- To-do list -
1) In the text on classical versus Keynesian macroeconomics, in what year did Adam Smith publish The Wealth of Nations?
2) Carry on the text about classical and Keynesian macroeconomics from its final sentence.

Classicals Versus Keynesians
The classical approach and the Keynesian approach are the two major intellectual traditions in macroeconomics. We discuss the differences between the two approaches briefly here and in much greater detail later in the book.
The Classical Approach. The origins of the classical approach go back more than two centuries, at least to the famous Scottish economist Adam Smith. In 1776 Smith published his classic, The Wealth of Nations, in which he proposed the concept of the "invisible hand." The idea of the invisible hand is that, if there are free markets and individuals conduct their economic affairs in their own best interests, the overall economy will work well. As Smith put it, in a market economy, individuals pursuing their own self-interests seem to be led by an invisible hand to maximize the general welfare of everyone in the economy.

- Information provided -
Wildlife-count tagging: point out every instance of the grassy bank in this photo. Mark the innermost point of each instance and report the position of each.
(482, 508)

---

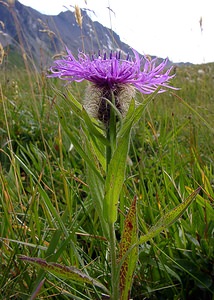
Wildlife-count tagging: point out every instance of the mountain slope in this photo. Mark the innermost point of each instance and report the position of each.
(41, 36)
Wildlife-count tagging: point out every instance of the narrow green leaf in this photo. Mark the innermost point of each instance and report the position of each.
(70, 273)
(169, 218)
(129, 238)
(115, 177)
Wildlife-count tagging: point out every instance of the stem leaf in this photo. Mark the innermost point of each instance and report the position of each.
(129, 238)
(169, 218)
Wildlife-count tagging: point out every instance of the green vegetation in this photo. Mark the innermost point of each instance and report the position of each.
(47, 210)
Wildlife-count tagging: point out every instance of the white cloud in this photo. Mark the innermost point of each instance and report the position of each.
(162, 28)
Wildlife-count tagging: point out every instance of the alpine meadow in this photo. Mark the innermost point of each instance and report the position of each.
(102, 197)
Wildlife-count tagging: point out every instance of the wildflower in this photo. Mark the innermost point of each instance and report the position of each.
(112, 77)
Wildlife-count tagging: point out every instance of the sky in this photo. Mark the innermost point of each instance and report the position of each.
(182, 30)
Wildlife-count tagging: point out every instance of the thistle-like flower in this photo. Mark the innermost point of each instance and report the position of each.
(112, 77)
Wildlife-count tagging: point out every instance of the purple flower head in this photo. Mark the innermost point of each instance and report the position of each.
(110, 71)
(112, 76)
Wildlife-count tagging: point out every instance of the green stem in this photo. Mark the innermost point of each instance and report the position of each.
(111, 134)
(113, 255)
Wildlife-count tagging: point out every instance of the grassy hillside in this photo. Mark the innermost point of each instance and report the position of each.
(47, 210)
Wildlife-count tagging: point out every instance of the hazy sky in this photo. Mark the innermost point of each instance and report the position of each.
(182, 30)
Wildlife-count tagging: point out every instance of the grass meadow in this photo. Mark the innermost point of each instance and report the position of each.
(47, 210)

- Expected answers -
1) 1776

2)
However, we must not overstate what Smith claimed: To say that an invisible hand is at work does not mean that no one in a market economy will be hungry or dissatisfied; free markets cannot insulate a nation from the effects of drought, war, or political instability. Nor does the invisible hand rule out the existence of great inequalities between the rich and the poor, because in Smith's analysis he took the initial distribution of wealth among people as given. Rather, the invisible-hand idea says that given a country's resources (natural, human, and technological) and its irtitial distribution of wealth, the use of free markets will make people as economically well off as possible.
Validity of the invisible-hand idea depends on a key assumption: The various markets in the economy, including financial markets, labor markets, and markets for goods and services, must function smoothly and without impediments such as minimum wages and interest rate ceilings. In particular, wages and prices must adjust rapidly enough to maintain equilibrium a situation in which the quantities demanded and...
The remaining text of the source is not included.